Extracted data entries
============================================================

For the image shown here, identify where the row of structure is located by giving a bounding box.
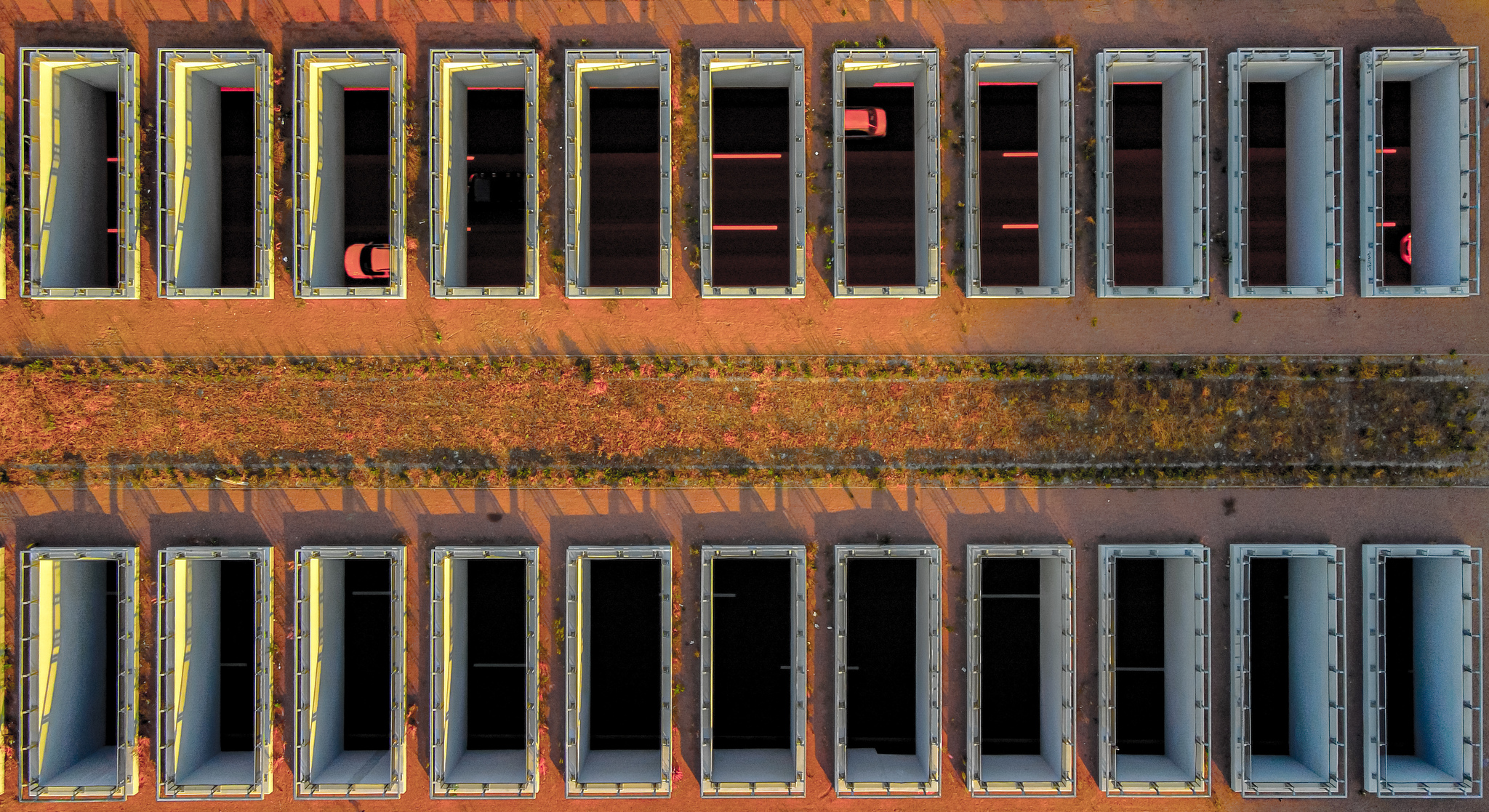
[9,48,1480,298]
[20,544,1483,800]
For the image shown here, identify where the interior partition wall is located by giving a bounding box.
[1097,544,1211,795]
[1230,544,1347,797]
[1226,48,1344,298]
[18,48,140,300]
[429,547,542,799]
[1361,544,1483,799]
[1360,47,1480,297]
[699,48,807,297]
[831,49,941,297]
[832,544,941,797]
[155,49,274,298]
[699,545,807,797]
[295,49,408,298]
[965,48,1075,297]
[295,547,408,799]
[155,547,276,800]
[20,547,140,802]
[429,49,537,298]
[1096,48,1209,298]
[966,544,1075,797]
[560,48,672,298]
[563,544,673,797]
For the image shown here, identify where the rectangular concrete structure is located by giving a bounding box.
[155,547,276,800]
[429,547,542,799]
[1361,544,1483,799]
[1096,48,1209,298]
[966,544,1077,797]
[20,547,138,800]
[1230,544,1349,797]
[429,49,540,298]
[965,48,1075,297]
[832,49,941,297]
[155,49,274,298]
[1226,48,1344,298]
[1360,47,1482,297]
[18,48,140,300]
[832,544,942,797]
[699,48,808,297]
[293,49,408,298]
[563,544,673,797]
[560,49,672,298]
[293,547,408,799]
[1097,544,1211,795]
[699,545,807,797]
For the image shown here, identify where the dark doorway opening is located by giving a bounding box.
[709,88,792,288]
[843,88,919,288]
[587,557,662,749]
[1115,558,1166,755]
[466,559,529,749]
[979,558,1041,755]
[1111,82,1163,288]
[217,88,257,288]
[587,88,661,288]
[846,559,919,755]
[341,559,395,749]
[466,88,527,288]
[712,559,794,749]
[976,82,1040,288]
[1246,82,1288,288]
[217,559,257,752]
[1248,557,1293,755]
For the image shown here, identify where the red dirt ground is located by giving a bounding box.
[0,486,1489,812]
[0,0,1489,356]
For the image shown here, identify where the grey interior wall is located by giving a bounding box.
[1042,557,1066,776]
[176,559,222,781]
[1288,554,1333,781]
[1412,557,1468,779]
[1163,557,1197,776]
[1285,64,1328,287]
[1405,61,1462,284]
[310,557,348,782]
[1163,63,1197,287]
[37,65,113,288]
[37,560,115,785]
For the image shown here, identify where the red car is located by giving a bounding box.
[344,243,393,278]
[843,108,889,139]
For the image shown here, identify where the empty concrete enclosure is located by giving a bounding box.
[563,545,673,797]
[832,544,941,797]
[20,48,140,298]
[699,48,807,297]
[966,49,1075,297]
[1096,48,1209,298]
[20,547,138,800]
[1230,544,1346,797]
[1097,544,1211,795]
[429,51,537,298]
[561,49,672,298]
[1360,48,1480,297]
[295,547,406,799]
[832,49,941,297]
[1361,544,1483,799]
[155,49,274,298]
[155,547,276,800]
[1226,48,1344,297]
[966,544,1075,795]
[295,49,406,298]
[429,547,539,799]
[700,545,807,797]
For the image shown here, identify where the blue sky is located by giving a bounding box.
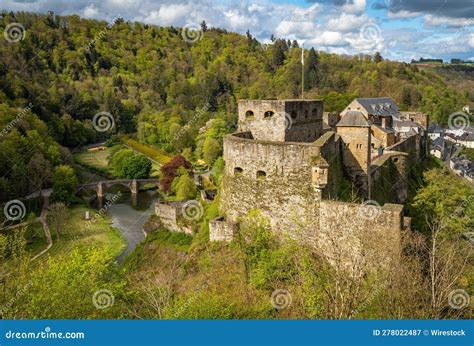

============================================================

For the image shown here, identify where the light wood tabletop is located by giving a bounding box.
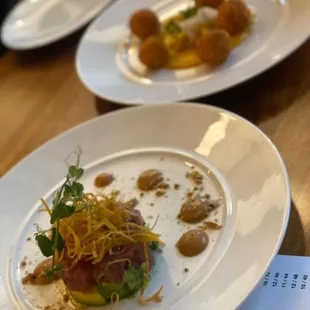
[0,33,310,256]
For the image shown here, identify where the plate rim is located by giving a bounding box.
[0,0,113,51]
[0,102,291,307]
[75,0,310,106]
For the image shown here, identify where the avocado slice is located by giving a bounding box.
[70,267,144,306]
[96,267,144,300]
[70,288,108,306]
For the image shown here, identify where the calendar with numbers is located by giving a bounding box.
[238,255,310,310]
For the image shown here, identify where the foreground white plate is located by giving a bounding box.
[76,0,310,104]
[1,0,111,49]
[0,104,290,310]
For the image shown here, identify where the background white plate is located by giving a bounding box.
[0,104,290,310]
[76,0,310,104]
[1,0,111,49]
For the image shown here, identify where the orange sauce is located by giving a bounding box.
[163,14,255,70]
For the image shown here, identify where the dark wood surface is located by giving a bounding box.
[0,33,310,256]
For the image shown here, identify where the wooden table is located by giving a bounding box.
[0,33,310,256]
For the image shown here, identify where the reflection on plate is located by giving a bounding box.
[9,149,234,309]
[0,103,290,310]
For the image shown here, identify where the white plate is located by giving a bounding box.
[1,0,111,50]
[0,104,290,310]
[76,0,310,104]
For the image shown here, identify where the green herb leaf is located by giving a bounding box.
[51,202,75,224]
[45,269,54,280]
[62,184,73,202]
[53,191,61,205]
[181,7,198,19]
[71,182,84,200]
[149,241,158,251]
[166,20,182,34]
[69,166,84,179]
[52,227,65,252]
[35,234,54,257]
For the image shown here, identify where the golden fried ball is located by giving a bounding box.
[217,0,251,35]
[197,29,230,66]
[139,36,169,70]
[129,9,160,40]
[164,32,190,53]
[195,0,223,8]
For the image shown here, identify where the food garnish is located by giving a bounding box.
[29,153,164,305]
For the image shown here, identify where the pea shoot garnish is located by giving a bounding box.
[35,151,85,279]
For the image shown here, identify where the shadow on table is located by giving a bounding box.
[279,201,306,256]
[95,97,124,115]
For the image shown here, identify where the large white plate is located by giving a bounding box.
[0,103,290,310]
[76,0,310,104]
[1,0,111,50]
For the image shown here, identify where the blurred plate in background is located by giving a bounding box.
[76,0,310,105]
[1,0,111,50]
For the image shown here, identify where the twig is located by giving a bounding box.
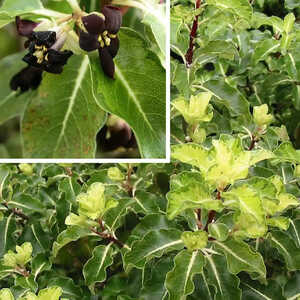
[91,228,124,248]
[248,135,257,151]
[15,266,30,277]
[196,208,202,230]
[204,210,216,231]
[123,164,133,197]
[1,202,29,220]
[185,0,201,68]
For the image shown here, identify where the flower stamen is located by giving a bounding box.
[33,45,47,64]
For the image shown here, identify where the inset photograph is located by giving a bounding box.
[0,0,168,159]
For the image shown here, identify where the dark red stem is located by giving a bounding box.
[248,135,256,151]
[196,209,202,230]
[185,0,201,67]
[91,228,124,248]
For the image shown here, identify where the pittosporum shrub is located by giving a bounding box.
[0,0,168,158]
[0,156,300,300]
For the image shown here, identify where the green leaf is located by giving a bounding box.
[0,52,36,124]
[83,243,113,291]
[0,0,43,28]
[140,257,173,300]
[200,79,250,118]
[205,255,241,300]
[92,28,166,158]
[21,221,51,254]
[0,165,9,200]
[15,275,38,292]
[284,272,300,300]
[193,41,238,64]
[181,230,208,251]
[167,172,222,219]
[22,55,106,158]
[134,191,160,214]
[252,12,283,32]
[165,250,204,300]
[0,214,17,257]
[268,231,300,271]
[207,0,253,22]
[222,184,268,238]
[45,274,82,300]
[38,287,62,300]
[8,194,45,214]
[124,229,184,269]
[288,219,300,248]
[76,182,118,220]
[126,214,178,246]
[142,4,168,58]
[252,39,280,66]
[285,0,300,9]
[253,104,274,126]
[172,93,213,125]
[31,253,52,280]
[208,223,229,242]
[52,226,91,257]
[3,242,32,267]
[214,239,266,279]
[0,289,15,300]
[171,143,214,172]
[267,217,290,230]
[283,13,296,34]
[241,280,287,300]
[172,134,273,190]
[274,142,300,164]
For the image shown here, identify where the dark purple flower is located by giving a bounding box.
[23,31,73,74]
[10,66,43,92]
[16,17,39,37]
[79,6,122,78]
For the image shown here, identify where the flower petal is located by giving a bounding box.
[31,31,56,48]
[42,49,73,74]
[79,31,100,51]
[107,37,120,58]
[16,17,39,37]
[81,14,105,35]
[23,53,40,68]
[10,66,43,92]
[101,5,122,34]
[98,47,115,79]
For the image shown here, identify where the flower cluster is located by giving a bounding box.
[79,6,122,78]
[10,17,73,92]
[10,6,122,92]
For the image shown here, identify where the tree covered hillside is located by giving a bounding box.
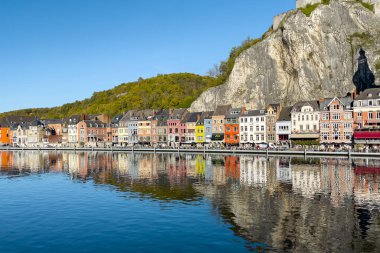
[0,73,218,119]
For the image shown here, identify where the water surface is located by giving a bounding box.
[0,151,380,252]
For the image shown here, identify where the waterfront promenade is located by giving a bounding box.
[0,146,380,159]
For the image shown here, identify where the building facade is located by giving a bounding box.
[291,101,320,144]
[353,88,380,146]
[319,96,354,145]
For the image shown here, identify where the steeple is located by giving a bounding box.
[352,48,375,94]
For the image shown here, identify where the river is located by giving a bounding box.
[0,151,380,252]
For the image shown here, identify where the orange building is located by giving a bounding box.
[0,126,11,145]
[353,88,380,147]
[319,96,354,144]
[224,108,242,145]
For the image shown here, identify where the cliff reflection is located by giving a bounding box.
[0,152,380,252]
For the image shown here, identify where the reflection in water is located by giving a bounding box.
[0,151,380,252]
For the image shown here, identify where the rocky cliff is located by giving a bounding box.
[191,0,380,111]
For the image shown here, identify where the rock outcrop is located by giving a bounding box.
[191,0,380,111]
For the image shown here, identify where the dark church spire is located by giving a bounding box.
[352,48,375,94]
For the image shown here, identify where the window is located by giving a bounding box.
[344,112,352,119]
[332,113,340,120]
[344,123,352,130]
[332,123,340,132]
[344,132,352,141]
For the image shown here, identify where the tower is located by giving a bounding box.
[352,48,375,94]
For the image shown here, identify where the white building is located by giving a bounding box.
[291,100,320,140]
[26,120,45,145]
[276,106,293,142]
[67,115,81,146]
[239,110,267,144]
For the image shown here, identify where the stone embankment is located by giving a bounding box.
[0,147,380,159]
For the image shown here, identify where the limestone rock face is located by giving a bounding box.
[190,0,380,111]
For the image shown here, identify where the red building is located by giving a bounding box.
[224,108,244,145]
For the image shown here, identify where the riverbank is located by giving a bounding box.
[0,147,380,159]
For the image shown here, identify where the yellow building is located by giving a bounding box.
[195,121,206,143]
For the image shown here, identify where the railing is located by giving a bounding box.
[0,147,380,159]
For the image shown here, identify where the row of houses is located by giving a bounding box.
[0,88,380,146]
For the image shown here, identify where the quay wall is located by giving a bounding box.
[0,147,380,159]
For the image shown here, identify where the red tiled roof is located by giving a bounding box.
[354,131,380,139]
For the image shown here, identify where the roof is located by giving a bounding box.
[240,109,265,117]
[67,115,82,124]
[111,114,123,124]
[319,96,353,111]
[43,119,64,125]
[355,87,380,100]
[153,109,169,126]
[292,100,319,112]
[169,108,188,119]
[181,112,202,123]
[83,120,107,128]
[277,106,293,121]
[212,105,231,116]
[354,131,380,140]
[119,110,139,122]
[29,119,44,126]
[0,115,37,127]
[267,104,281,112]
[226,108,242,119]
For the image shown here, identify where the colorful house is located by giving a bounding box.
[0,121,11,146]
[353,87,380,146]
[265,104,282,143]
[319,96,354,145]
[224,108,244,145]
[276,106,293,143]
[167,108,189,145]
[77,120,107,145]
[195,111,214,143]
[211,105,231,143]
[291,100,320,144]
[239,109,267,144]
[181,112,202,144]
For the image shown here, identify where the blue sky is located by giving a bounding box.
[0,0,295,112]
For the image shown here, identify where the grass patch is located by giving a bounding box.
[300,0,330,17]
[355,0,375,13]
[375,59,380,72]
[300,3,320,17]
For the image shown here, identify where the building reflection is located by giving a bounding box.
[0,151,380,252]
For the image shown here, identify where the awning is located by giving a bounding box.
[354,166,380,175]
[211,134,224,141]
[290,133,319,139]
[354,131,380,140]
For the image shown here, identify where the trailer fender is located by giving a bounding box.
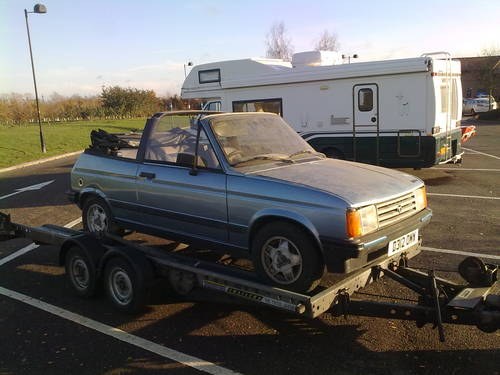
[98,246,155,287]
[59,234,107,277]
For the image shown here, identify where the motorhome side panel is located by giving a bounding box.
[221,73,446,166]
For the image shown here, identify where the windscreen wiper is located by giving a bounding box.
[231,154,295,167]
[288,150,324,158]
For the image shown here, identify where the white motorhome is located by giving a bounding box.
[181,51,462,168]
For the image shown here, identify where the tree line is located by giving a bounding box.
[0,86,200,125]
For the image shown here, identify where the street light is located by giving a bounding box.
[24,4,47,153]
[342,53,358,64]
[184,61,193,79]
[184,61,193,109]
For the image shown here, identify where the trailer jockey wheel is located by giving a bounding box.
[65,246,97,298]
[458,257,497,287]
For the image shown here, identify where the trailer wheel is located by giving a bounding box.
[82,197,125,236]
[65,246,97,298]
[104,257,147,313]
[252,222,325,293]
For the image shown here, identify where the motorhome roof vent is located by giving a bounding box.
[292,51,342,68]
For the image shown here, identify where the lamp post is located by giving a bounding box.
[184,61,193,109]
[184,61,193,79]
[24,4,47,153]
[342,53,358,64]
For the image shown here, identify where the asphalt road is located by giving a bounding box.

============================================================

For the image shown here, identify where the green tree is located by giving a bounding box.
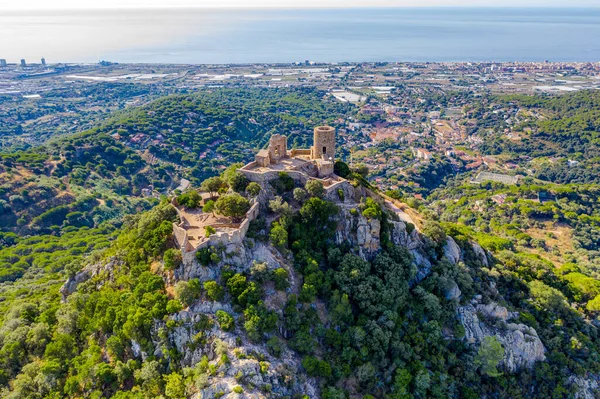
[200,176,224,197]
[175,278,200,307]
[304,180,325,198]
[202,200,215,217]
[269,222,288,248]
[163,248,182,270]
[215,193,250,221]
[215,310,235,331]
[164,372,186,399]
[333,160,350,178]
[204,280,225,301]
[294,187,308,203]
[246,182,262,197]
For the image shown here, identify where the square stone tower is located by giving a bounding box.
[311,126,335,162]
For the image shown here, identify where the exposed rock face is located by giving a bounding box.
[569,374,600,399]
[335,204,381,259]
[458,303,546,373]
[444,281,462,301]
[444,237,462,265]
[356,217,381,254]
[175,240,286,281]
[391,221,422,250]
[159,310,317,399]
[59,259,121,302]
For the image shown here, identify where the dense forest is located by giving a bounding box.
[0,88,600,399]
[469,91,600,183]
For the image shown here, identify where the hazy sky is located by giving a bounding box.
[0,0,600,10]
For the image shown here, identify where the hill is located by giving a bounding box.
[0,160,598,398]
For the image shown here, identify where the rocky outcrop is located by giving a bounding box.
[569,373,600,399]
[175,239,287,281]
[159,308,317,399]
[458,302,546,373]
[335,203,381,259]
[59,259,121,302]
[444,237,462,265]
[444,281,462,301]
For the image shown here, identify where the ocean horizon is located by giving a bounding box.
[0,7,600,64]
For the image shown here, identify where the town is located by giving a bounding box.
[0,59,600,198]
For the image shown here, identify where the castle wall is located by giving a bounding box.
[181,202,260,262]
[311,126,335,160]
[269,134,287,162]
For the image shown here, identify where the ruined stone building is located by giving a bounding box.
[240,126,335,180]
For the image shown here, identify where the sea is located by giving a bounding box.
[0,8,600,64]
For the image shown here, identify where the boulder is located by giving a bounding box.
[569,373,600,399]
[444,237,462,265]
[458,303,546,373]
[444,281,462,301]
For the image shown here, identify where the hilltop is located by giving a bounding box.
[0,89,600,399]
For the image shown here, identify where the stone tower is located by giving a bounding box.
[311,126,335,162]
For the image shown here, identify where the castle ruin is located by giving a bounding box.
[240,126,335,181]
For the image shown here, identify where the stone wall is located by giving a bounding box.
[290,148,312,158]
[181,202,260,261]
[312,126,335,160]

============================================================

#### [Task objective]
Please lay out the material from the line with "For the image shown here, identify where the row of structure" to the line with "[20,544,1483,800]" as a two-column CSV headed text and answer, with one row for each text and its answer, each in a single quoted field with line breaks turned into spaces. Leave the pictures out.

#### [Task solution]
text,answer
"For the image shown here, identify where the row of structure is located by giving a bounding box.","[9,48,1480,298] [20,544,1483,800]"